## WHAT NEEDS TO BE DONE:
The output is to match the entries below character for character.

*** SUPPLIED DATA Section Begins ***

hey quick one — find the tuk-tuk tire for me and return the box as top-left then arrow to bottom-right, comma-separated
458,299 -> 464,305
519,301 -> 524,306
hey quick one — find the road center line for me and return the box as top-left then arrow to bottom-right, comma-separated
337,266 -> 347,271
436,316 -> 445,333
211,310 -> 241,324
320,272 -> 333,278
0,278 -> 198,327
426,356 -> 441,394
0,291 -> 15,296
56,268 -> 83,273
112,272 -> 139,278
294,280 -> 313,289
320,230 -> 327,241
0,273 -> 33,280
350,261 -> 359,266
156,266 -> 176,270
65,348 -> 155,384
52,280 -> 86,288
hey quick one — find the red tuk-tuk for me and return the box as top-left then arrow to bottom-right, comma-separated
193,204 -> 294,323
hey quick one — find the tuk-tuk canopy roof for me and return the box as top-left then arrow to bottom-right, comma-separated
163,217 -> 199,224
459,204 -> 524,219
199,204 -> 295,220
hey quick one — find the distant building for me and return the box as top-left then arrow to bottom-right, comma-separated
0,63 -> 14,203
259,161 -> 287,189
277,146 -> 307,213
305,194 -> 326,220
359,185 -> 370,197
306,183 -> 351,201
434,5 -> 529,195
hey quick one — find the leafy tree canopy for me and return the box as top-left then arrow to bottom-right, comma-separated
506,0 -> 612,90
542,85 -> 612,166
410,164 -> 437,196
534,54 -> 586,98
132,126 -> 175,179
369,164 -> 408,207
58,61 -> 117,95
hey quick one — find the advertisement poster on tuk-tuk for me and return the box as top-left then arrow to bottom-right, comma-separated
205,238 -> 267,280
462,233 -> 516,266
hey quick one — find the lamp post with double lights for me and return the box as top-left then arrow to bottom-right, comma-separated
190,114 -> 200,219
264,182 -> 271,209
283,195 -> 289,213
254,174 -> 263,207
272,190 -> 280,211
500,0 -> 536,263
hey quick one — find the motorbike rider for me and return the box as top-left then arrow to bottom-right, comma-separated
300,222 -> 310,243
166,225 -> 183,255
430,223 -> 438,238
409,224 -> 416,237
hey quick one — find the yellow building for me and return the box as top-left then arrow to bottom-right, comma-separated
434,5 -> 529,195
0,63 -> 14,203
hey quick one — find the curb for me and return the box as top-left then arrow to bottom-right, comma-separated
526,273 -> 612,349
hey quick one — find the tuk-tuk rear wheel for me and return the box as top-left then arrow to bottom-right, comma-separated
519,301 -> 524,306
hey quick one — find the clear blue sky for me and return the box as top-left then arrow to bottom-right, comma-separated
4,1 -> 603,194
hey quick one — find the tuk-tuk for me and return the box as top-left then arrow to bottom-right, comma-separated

*** SUPPLIED DATA Section Ends ***

## RESPONSE TO THIS TASK:
hey quick one — find the tuk-tuk tire for me and return the box as top-left then arrow to bottom-right, comma-separated
458,299 -> 464,305
519,301 -> 524,306
hey quick one — find the road center line for me and return the box as top-left then arrow to bottom-right, comma-separated
337,266 -> 347,271
436,316 -> 445,333
211,310 -> 241,324
320,272 -> 333,278
0,278 -> 198,327
426,356 -> 441,394
0,291 -> 15,296
56,268 -> 83,273
112,272 -> 139,278
294,280 -> 313,289
320,230 -> 327,241
0,273 -> 33,280
350,261 -> 359,266
156,266 -> 176,270
65,348 -> 155,384
52,280 -> 86,288
hey quick one — find the red tuk-tuk for me and return the box as top-left then arrow to bottom-right, comma-separated
193,204 -> 294,323
hey quick one — find the tuk-tuk canopy roof for me and return the box as top-left then arrow to bottom-right, comma-separated
163,217 -> 199,224
459,204 -> 524,219
199,204 -> 295,220
hey quick one — find the distant building for me and return the box as top-left then arrow to bottom-right, comma-separated
0,63 -> 14,203
259,161 -> 287,189
277,146 -> 307,213
305,194 -> 326,220
359,185 -> 370,197
306,183 -> 351,201
434,5 -> 529,195
hey quick one — find the leafy tree canopy for me and return the box as top-left then arrow to bottom-right, comma-separated
506,0 -> 612,90
542,85 -> 612,166
410,164 -> 437,196
534,54 -> 586,98
132,126 -> 175,179
369,164 -> 408,207
58,61 -> 117,95
hey quick one — find the advertisement poster on tuk-tuk for me and return the box as top-left then arrow to bottom-right, comma-separated
205,238 -> 267,280
462,233 -> 516,266
hey quick one — find the lamp post with double lights for me and return the box as top-left then arrow to bottom-right, comma-separated
190,114 -> 200,219
264,182 -> 271,209
283,195 -> 289,213
254,174 -> 263,207
272,190 -> 280,211
500,0 -> 536,263
hey quick one — find the motorbike rider for me and return the box as top-left then arrow to bottom-right, comma-separated
300,222 -> 310,243
166,225 -> 183,255
430,223 -> 438,238
409,224 -> 416,237
hey quick one — find the yellow building for me and return the box as top-left then arrow to bottom-right, comma-separated
434,5 -> 529,195
0,63 -> 14,203
hey quick one — find the curb for me and return the box as top-left then arrow to bottom-right, comma-separated
526,273 -> 612,349
hey quick one — find the tuk-tuk rear wheel for me and return the box as top-left then arrow to bottom-right, comma-separated
519,301 -> 524,306
hey quick one — find the clear blue sky for me and return the box as top-left then arrow to bottom-right, comma-separated
4,1 -> 603,194
hey quick one — find the tuk-tuk for me and return the box as top-left then arrow to bottom-right, comma-separated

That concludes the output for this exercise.